* [Reading text]:
══════════

Case ID: ny-st-rep_4/html/0290-01.html
Source: Caselaw Access Project
Author: {"author": "Earl, J.", "license": "Public Domain", "url": "https://static.case.law/"}
Date Created: 2024-08-24T03:29:51.129683

Lewis Roberts, Resp’t, v. Edward B. Cobb, Ex’r, Etc., App’lt.
    
    
      (Court of Appeals,
    
    
      Filed December 7, 1886.)
    
    Promissory -note—Consideration—Contribution on condition of raising; OF SPECIFIC SUM.-
    A promise to contribute money on condition that pledges for an amount specitied shall be procured is made upon good consideration. Upon the performance of the condition an action will lie for the amount so agreed to be contributed.
    Appeal from a judgment of the supreme court, second department, entered upon a verdict by direction of the court in favor of plaintiff.
    
      James M. Smith, for app’lt; Henry C. Griffin, for resp’t.
    
      
       See S. C. below, 31 Hun, 150; 37 Hun, 643, mem.
      
    
   Earl, J.

══════════

Stored data entries:
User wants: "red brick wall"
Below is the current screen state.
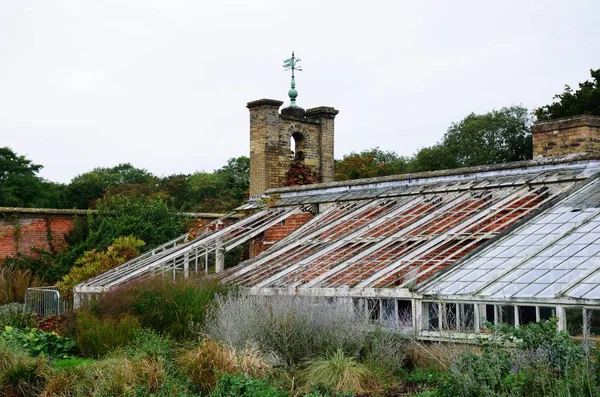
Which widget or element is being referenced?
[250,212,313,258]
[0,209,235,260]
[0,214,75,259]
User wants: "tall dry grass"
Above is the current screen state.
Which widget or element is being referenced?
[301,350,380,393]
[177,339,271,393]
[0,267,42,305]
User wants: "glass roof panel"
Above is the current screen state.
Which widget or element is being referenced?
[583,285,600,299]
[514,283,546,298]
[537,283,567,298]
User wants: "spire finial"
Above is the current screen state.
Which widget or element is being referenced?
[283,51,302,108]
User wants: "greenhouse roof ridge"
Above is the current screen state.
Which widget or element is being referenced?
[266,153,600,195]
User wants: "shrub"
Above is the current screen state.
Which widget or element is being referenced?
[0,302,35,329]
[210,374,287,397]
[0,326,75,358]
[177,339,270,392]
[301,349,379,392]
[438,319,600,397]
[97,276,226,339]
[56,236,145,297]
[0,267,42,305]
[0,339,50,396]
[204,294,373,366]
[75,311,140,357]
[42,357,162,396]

══════════

* [Required task A]: In the court report, switch "supreme court" to "superior court" and give the passage from "Promissory -note—Consideration—Contribution on" to "Hun, 643, mem." again.
* [Required task B]: According to the court report, who appeared for the respondent?

* [Response A]:
Promissory -note—Consideration—Contribution on condition of raising; OF SPECIFIC SUM.-
    A promise to contribute money on condition that pledges for an amount specitied shall be procured is made upon good consideration. Upon the performance of the condition an action will lie for the amount so agreed to be contributed.
    Appeal from a judgment of the superior court, second department, entered upon a verdict by direction of the court in favor of plaintiff.
    
      James M. Smith, for app’lt; Henry C. Griffin, for resp’t.
    
      
       See S. C. below, 31 Hun, 150; 37 Hun, 643, mem.

* [Response B]: Henry C. Griffin